• Given task a: Using the Apple comments below, decide whether each statement agrees with the text: (i) The text says CPUs eventually became powerful enough to run Mac-like software on a DOS base. (ii) The text calls Apple's market valuation the true value of the company. (iii) The text mentions an HTC phone with swappable batteries. Answer yes or no for each and quote the deciding words.
════════
Apple utterly failed to become the dominant player in the personal computer space because Jobs refused to license the OS to others and because, eventually, CPUs became powerful enough to run Mac-like software on a DOS base. Many of us in the company saw it coming, but talking to Jobs was like talking to a brick wall.

Now Apple is desperately trying to plug the holes in the smartphone dike by throwing absurd patents at the competition. History is repeating itself.

I carry an HTC phone. It is wonderful. Big screen, powerful, large universe of apps, I can trivially swap batteries, and you don't lose signal strength by gripping it a certain way. I don't need Apple acting like Big Brother telling me what I can and can't do with my phone.

So please try to be a bit more objective.


By spread on 2/19/2012 12:04:30 AM , Rating: 3
quote:
Apple is worth more than Google and Microsoft combined.


That's what the market valuation is at. That is not the true value of a company, that is the perceived value. People love Apple stock, because of that, price goes up.

Let's not get into financial discussions you know nothing about.

Anyways, how much are you getting paid for this? You realize you're completely worthless and your efforts here are in vain. Even the fanboys here won't agree. You're just making them angry and turning on Apple. Easiest way to make someone hate you is to annoy, like a desperate parter looking for attention. "When are you home? Are you ok? You didn't show up on time, it's been 5 minutes. You better get home. OMG, are you home yet? Did you car break down?"

And so on...
════════
• Given task b: Copy everything in the listing from its start down through the line containing "110 30 L 114", with both ends included. Leave the pictures out of your copy.
════════
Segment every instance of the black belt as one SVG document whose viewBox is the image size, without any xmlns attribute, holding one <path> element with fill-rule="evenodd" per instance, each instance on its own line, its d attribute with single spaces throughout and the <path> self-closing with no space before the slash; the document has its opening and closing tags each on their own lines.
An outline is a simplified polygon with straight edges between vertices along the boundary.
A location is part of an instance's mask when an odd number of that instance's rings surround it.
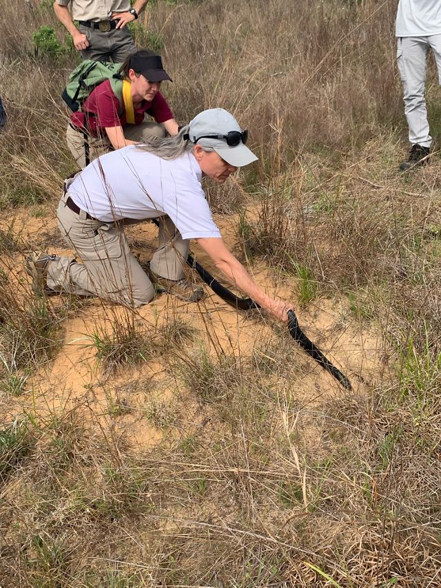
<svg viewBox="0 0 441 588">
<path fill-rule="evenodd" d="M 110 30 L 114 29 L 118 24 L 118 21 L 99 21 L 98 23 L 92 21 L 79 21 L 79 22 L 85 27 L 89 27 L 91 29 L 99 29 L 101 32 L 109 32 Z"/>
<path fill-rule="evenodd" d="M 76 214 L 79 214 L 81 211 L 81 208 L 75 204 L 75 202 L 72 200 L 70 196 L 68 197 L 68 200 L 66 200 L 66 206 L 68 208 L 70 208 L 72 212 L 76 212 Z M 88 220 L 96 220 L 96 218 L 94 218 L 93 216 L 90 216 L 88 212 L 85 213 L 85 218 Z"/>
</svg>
════════
• Full answer a:
(i) Yes: "eventually, CPUs became powerful enough to run Mac-like software on a DOS base"
(ii) No: "That is not the true value of a company, that is the perceived value."
(iii) Yes: "I carry an HTC phone. It is wonderful. Big screen, powerful, large universe of apps, I can trivially swap batteries"

• Full answer b:
Segment every instance of the black belt as one SVG document whose viewBox is the image size, without any xmlns attribute, holding one <path> element with fill-rule="evenodd" per instance, each instance on its own line, its d attribute with single spaces throughout and the <path> self-closing with no space before the slash; the document has its opening and closing tags each on their own lines.
An outline is a simplified polygon with straight edges between vertices along the boundary.
A location is part of an instance's mask when an odd number of that instance's rings surround it.
<svg viewBox="0 0 441 588">
<path fill-rule="evenodd" d="M 110 30 L 114 29 L 118 24 L 118 21 L 99 21 L 98 23 L 92 21 L 79 21 L 79 22 L 85 27 L 89 27 L 91 29 L 99 29 L 101 32 L 109 32 Z"/>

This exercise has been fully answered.